Problem description :: Copy the material below word for word.

(A run of records)
▬▬▬

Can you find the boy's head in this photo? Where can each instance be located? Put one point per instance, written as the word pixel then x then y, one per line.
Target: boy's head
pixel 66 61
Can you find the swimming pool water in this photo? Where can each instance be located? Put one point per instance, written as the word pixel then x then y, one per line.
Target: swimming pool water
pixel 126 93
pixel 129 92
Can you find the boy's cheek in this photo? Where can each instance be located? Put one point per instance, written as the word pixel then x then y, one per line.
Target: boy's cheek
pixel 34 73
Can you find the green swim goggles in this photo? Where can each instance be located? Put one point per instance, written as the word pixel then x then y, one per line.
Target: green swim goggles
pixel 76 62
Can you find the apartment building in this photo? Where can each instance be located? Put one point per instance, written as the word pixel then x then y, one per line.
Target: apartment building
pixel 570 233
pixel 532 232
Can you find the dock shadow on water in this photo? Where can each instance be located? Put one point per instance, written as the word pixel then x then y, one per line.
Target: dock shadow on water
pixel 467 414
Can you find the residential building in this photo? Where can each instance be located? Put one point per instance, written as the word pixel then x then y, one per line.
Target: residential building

▬▬▬

Exercise response ::
Can you find the boy's head in this photo? Where can each instance be located? Put one point per instance, written as the word pixel then x then y, one per line.
Target: boy's head
pixel 66 61
Can you find the swimming pool water in this photo? Where can each instance be located? Put one point per instance, written as the word pixel then x then y, one per line.
Target: swimming pool water
pixel 126 93
pixel 129 92
Can you find the boy's cheek in this photo? Where can each instance be located? Put one point per instance, written as the word pixel then x then y, one per line.
Target: boy's cheek
pixel 34 73
Can you find the green swim goggles in this photo? Where can each instance be located? Put one point per instance, written as the word pixel then x then y, one per line.
Target: green swim goggles
pixel 76 62
Can you find the apartment building in this photo? Where can each instance be located? Put one point per instance, written as the word pixel then x then y, one per line.
Target: apartment building
pixel 570 233
pixel 532 232
Can you find the dock shadow on water in this photo? Where can each instance be located? Put one point per instance, written as the word pixel then x then y, one per line.
Target: dock shadow on water
pixel 467 414
Can you find the residential building in this photo? Where can each instance be located? Put one point per instance, written as the word pixel then x then y, one per line.
Target: residential building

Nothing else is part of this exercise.